- _Work to be completed_
Rewrite the passage on ERISA's protections against retaliation, starting at "ERISA doesn’t just" and ending at "required expensive treatment.", with "retaliation" replaced by "reprisal" each time it occurs.

Top of Text provided

ERISA doesn’t just protect the right to receive your benefits under the company benefit plan. It also prohibits your employer from retaliating against you or interfering with your claims for those benefits.
A recent decision from the Third Circuit Court of Appeals (the federal appellate court that hears appeals from Pennsylvania and its neighboring states in the mid-Atlantic region) has an interesting illustration of ERISA’s protections from retaliation. Although the decision, Kairys v. Southern Pines Trucking, Inc., isn’t binding precedent on courts in Washington State, it’s still a useful application of ERISA’s protections against retaliation.
Shortly after Kairys was recruited as Southern Pines Trucking’s Vice President of Sales, he was diagnosed with degenerative arthritis. He required expensive treatment.

Bottom of Text provided
Top of Data supplied

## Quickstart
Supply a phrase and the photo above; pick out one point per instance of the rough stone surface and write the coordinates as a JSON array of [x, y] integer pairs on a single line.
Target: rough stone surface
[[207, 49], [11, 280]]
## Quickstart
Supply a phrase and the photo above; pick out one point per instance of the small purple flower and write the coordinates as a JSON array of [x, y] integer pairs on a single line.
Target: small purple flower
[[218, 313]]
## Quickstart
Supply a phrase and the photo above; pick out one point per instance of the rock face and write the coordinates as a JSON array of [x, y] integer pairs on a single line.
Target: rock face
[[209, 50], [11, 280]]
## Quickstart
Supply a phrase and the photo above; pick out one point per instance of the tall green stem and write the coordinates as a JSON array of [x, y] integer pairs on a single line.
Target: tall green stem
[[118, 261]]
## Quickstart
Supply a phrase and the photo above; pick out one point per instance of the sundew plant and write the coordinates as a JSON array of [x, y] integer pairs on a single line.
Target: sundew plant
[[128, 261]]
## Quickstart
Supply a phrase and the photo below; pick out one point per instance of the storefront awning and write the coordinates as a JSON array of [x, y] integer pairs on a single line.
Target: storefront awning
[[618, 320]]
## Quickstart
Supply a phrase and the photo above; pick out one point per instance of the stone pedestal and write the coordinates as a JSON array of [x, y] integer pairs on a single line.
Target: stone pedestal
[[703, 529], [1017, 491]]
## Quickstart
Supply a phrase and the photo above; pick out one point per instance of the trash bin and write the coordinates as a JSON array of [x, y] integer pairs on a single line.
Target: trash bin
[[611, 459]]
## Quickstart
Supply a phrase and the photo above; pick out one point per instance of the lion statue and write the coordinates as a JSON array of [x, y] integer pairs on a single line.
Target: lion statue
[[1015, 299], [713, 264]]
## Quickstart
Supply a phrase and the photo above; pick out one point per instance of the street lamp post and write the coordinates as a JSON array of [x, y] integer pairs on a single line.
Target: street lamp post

Bottom of Data supplied

- _Response below_
ERISA doesn’t just protect the right to receive your benefits under the company benefit plan. It also prohibits your employer from retaliating against you or interfering with your claims for those benefits.
A recent decision from the Third Circuit Court of Appeals (the federal appellate court that hears appeals from Pennsylvania and its neighboring states in the mid-Atlantic region) has an interesting illustration of ERISA’s protections from reprisal. Although the decision, Kairys v. Southern Pines Trucking, Inc., isn’t binding precedent on courts in Washington State, it’s still a useful application of ERISA’s protections against reprisal.
Shortly after Kairys was recruited as Southern Pines Trucking’s Vice President of Sales, he was diagnosed with degenerative arthritis. He required expensive treatment.